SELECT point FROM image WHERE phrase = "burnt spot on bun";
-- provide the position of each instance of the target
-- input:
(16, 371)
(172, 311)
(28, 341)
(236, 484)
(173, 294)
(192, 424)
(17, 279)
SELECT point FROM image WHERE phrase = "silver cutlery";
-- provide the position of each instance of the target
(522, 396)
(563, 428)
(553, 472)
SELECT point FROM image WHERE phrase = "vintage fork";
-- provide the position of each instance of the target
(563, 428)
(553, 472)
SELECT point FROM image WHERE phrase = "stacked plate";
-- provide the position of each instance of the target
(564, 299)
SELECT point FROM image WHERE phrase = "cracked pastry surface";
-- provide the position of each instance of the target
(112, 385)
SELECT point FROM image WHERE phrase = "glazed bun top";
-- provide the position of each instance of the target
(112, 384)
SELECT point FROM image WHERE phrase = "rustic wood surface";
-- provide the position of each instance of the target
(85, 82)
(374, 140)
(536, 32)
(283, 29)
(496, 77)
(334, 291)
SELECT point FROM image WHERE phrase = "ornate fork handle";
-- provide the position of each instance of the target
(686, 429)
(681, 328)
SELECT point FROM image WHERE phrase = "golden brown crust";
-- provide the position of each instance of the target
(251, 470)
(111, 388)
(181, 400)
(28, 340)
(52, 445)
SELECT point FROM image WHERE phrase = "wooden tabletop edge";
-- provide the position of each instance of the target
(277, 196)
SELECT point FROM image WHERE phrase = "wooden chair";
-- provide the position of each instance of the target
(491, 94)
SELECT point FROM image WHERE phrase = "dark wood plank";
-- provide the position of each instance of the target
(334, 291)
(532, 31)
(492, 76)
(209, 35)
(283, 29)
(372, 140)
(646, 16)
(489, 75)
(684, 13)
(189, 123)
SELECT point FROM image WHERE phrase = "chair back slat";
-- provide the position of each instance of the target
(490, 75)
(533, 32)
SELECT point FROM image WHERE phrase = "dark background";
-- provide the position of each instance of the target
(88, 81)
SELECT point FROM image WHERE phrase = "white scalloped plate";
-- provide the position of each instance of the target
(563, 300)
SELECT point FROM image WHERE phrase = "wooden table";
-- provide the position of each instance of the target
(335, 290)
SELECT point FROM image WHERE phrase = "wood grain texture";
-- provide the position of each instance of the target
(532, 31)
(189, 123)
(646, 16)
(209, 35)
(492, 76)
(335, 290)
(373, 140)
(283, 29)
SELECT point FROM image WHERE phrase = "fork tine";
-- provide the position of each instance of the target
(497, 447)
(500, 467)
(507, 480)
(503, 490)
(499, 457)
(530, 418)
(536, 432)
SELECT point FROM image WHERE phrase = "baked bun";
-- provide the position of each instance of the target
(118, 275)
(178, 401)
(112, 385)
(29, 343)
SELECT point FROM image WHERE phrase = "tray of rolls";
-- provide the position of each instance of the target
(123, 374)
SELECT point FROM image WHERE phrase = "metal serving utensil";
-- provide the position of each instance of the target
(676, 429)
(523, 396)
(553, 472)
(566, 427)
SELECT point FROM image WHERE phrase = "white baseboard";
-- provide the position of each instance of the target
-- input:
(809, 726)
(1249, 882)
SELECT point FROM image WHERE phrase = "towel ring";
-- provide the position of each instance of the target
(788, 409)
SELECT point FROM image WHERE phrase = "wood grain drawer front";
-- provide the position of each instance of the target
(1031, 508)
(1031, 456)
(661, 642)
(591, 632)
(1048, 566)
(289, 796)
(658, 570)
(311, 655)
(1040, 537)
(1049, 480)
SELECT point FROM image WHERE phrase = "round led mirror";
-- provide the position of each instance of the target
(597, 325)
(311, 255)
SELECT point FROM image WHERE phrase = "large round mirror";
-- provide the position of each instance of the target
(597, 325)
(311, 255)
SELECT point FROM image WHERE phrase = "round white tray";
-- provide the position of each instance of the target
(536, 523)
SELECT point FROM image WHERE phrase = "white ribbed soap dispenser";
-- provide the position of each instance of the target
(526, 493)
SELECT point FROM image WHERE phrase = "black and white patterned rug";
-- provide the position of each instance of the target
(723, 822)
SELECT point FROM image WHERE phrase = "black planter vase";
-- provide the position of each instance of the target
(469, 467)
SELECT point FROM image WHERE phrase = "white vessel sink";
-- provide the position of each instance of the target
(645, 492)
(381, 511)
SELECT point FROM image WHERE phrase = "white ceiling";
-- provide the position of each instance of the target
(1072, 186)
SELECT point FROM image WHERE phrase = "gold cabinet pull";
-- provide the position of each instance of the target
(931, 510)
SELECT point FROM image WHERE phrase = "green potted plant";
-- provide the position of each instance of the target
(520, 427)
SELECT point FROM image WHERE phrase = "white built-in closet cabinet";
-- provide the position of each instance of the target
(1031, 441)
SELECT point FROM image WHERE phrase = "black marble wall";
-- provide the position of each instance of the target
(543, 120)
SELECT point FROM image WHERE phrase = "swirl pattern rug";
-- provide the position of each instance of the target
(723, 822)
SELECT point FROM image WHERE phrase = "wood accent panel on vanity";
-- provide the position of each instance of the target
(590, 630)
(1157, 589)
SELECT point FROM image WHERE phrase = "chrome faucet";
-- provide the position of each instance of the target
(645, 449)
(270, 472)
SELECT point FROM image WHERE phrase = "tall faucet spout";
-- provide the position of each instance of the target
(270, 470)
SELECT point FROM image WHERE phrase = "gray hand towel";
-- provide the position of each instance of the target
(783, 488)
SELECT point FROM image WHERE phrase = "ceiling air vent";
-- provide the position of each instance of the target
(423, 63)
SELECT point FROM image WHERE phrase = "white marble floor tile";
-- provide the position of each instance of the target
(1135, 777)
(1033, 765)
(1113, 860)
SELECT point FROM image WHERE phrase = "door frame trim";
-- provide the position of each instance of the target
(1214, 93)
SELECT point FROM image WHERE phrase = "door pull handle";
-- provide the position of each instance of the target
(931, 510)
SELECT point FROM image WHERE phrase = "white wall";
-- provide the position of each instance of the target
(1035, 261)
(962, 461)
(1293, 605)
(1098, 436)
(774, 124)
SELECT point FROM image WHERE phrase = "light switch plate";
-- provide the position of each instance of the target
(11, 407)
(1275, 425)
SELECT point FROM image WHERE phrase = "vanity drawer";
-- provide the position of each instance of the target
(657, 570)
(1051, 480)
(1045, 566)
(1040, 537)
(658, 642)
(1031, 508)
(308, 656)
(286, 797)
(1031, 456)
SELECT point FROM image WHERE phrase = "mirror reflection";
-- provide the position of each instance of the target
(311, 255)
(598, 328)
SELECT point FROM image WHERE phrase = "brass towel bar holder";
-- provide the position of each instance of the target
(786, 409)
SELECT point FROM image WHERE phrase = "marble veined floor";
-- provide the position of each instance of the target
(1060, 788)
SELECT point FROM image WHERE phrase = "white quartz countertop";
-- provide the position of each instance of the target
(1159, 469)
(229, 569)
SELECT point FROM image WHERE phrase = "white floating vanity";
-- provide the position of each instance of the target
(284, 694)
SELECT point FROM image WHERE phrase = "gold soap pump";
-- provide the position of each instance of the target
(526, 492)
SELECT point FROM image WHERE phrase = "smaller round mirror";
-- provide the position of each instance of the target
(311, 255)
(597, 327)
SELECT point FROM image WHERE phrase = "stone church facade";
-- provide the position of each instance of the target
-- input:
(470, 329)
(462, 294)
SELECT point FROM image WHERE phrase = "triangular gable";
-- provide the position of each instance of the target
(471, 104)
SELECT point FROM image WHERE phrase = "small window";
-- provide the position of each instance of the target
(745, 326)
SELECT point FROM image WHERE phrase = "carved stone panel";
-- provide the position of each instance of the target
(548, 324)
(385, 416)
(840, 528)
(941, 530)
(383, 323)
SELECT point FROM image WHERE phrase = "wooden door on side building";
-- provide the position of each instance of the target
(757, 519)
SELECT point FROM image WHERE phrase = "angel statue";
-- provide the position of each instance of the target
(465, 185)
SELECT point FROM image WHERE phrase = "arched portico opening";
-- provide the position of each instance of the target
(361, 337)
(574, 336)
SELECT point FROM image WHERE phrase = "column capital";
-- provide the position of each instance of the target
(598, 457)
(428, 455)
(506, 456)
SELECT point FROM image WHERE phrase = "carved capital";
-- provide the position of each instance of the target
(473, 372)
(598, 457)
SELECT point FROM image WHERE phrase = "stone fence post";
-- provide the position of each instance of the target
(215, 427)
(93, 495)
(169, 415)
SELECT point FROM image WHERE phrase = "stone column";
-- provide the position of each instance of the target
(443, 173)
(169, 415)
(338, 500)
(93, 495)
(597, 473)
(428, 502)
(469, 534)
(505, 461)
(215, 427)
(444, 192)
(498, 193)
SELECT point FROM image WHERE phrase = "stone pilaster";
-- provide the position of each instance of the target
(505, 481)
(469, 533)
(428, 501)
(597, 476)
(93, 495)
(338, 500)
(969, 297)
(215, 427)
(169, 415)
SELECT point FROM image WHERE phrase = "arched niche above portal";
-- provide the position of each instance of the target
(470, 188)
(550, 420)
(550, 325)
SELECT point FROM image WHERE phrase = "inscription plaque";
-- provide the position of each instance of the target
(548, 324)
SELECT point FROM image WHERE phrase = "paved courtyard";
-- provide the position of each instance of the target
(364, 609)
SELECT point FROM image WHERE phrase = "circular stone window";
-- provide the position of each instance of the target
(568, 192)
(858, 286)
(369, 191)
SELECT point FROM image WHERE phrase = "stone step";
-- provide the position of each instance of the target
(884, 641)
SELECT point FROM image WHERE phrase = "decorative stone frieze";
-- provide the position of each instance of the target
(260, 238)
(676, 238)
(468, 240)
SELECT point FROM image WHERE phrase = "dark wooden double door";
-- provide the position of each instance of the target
========
The request: Please rewrite the part of the entries that opens with the line containing "accent panel on" and closes with the line containing "(1060, 788)", putting "cabinet" wherever "vanity" appears and leaving everything else unchanged.

Problem solution:
SELECT point FROM image WHERE phrase = "wood accent panel on cabinet";
-- provide the position of each instance of the target
(590, 630)
(1157, 589)
SELECT point FROM image WHERE phrase = "chrome faucet";
-- provide the position of each instance of the target
(645, 449)
(270, 472)
SELECT point FROM image WHERE phrase = "tall faucet spout";
-- provide the position of each instance of the target
(270, 470)
SELECT point FROM image WHERE phrase = "gray hand towel";
-- provide the position of each instance of the target
(783, 488)
SELECT point FROM image WHERE phrase = "ceiling air vent";
-- provide the position of each instance of the target
(423, 63)
SELECT point FROM image WHERE phrase = "white marble floor tile";
-- provide the position of each instance of the target
(1135, 777)
(1033, 765)
(1113, 860)
SELECT point FROM image WHERE phrase = "door frame trim";
-- provide the position of each instance of the target
(1214, 93)
SELECT point FROM image WHERE phrase = "door pull handle";
-- provide the position of each instance of the target
(931, 510)
SELECT point FROM image WHERE phrase = "white wall";
-- provide the position of each instance of the target
(1035, 261)
(962, 461)
(1293, 605)
(1098, 436)
(774, 124)
SELECT point FROM image WHERE phrase = "light switch plate";
-- provide the position of each instance of the target
(11, 407)
(1275, 425)
SELECT point FROM image WHERE phrase = "cabinet drawer";
-- provide the position of each instance of the target
(657, 570)
(1051, 480)
(1045, 566)
(1040, 537)
(658, 642)
(1031, 508)
(308, 656)
(286, 797)
(1031, 456)
SELECT point FROM image WHERE phrase = "mirror reflection";
-- provide the position of each instance of the target
(311, 255)
(598, 328)
SELECT point FROM image WHERE phrase = "brass towel bar holder";
-- provide the position of each instance of the target
(786, 409)
SELECT point FROM image WHERE phrase = "marble veined floor";
-- provide the position of each instance of the target
(1060, 788)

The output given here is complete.